EXERCISE INPUT ▸

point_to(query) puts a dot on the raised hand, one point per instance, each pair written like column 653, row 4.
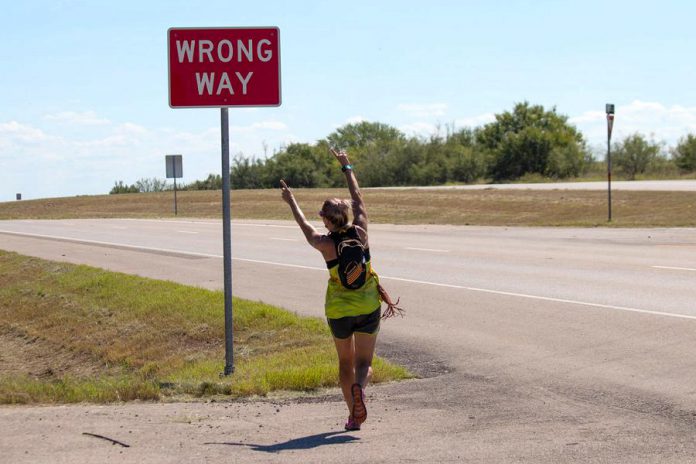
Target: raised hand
column 341, row 156
column 286, row 192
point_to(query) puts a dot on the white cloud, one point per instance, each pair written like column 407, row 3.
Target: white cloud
column 84, row 118
column 423, row 110
column 354, row 120
column 419, row 129
column 20, row 132
column 652, row 119
column 475, row 121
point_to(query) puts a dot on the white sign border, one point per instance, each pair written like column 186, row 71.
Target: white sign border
column 169, row 71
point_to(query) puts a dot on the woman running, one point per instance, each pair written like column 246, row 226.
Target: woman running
column 354, row 296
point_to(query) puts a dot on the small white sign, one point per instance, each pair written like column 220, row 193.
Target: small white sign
column 175, row 168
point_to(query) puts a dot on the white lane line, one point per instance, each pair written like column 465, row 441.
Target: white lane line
column 214, row 223
column 675, row 268
column 427, row 249
column 498, row 292
column 422, row 282
column 545, row 298
column 277, row 226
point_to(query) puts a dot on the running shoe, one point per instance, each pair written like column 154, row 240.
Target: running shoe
column 351, row 425
column 359, row 408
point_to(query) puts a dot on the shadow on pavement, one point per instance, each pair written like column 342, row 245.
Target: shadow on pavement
column 311, row 441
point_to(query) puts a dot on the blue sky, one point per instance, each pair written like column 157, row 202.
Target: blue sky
column 83, row 84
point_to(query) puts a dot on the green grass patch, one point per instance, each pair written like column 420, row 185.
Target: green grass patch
column 103, row 336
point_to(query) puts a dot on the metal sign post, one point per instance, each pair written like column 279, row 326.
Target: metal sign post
column 610, row 126
column 224, row 67
column 174, row 169
column 227, row 240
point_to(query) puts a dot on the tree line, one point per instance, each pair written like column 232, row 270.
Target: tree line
column 527, row 142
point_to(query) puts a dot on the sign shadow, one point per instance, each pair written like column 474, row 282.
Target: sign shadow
column 302, row 443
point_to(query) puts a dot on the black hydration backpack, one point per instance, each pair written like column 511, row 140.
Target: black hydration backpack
column 352, row 258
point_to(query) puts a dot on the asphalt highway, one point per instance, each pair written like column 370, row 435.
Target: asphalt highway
column 536, row 344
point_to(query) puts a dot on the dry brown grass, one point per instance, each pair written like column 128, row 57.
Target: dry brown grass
column 459, row 207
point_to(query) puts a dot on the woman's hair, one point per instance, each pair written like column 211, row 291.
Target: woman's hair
column 336, row 211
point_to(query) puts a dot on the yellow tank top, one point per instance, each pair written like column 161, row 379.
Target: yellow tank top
column 341, row 302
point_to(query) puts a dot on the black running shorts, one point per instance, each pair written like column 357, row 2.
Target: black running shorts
column 344, row 327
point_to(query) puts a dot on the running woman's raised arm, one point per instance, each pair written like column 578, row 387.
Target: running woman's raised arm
column 359, row 210
column 311, row 234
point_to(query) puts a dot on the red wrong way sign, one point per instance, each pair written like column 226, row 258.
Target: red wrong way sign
column 224, row 67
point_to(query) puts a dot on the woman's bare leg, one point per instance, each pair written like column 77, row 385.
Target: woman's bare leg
column 346, row 367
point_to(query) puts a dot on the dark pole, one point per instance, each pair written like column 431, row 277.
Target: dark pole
column 174, row 169
column 609, row 171
column 610, row 126
column 227, row 241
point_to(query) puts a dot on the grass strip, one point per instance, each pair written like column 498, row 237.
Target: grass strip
column 569, row 208
column 107, row 336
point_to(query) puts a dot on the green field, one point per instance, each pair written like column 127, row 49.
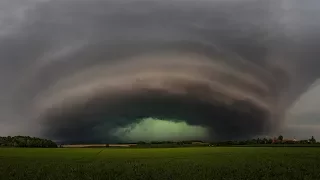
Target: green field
column 236, row 163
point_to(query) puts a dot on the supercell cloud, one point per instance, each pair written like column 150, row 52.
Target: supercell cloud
column 78, row 70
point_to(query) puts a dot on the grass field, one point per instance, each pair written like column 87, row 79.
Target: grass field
column 252, row 163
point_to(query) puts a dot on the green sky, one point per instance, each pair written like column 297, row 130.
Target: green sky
column 150, row 129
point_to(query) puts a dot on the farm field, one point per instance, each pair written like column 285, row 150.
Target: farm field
column 239, row 163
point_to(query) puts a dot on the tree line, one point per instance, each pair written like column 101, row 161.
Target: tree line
column 278, row 140
column 26, row 141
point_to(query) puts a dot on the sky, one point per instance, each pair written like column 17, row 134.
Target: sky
column 107, row 70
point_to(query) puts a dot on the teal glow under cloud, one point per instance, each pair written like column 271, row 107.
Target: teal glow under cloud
column 151, row 129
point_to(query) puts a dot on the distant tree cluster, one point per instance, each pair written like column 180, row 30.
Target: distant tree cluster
column 26, row 141
column 279, row 140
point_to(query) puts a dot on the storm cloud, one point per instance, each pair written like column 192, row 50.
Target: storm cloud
column 77, row 70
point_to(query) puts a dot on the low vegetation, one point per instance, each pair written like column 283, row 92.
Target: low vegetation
column 202, row 163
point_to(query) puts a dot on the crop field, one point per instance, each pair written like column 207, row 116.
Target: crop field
column 236, row 163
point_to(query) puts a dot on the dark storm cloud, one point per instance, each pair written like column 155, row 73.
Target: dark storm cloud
column 79, row 69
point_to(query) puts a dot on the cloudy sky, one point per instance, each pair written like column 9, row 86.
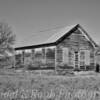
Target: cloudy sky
column 29, row 18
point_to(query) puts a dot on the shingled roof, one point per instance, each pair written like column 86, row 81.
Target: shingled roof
column 58, row 36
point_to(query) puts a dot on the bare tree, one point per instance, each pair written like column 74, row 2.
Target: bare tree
column 7, row 40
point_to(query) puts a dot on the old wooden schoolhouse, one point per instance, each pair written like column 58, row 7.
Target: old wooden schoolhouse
column 70, row 48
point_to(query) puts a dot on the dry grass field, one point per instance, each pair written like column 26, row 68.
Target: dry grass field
column 21, row 85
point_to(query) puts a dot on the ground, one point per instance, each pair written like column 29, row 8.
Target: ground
column 25, row 85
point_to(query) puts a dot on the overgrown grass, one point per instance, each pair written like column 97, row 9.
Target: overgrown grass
column 34, row 86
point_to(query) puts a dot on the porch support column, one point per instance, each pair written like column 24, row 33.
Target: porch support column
column 55, row 59
column 33, row 55
column 45, row 57
column 23, row 57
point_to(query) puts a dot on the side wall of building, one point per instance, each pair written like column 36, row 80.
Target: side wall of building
column 76, row 44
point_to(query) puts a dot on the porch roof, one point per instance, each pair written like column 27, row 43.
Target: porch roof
column 58, row 36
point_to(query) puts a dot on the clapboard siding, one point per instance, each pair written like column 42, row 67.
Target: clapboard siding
column 76, row 42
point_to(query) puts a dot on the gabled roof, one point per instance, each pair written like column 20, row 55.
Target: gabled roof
column 58, row 36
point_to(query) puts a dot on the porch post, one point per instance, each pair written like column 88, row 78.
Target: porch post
column 55, row 59
column 23, row 56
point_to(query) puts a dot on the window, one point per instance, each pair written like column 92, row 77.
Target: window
column 65, row 55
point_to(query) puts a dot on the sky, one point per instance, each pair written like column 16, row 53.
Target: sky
column 30, row 18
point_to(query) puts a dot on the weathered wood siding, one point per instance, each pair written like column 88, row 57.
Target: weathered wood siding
column 76, row 42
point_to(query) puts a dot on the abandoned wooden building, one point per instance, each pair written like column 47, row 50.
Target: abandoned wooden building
column 69, row 48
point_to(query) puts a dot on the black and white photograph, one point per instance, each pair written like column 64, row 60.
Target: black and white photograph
column 49, row 49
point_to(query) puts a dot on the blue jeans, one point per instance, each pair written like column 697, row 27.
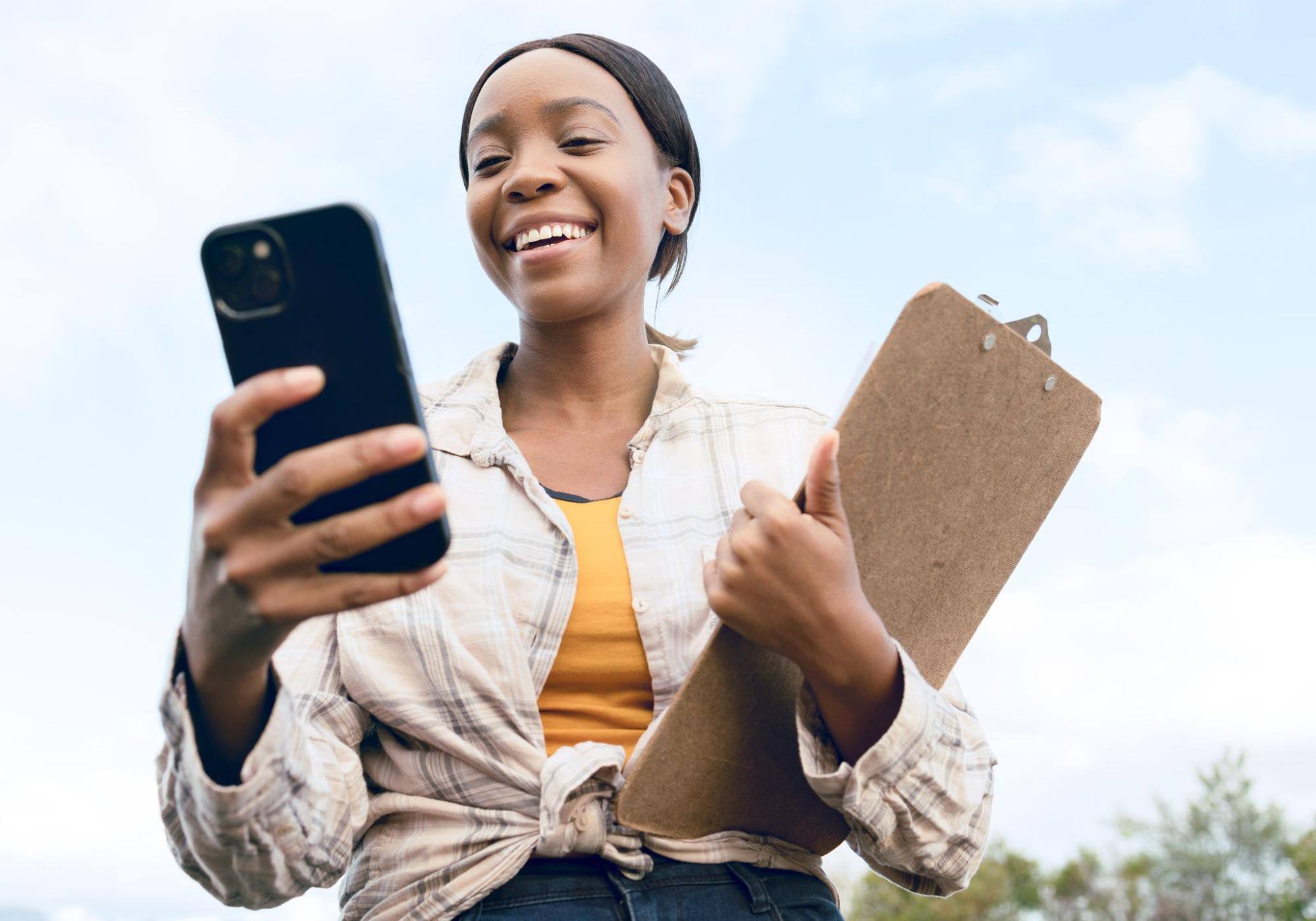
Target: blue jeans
column 591, row 889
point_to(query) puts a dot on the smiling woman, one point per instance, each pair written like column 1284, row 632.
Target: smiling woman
column 454, row 749
column 645, row 129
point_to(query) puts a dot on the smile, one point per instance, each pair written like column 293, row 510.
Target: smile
column 548, row 234
column 549, row 249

EXERCISE AIM ▸ Above are some records; copy exactly the lines from the one with "point_to(query) puts a dot on the shingled" through the one with "point_to(query) puts a dot on the overgrown", both included, and no others.

RESPONSE ▸
point_to(query) puts a dot on the shingled roof, one point per instance, each pair written like column 86, row 81.
Target: shingled roof
column 58, row 36
point_to(query) puts a dot on the bare tree, one point per instance, each pair written like column 74, row 2.
Target: bare tree
column 7, row 40
point_to(query) puts a dot on the old wooden schoolhouse, one point per instance, each pair written like column 58, row 7.
Target: old wooden schoolhouse
column 70, row 48
point_to(query) puts a dot on the dry grass field, one point per instance, each pair written like column 26, row 68.
Target: dry grass field
column 21, row 85
point_to(query) puts a dot on the ground, one point per instance, each pair written like column 29, row 8.
Target: ground
column 25, row 85
point_to(query) puts a dot on the overgrown grass, one point per instance, each pair written like column 97, row 9.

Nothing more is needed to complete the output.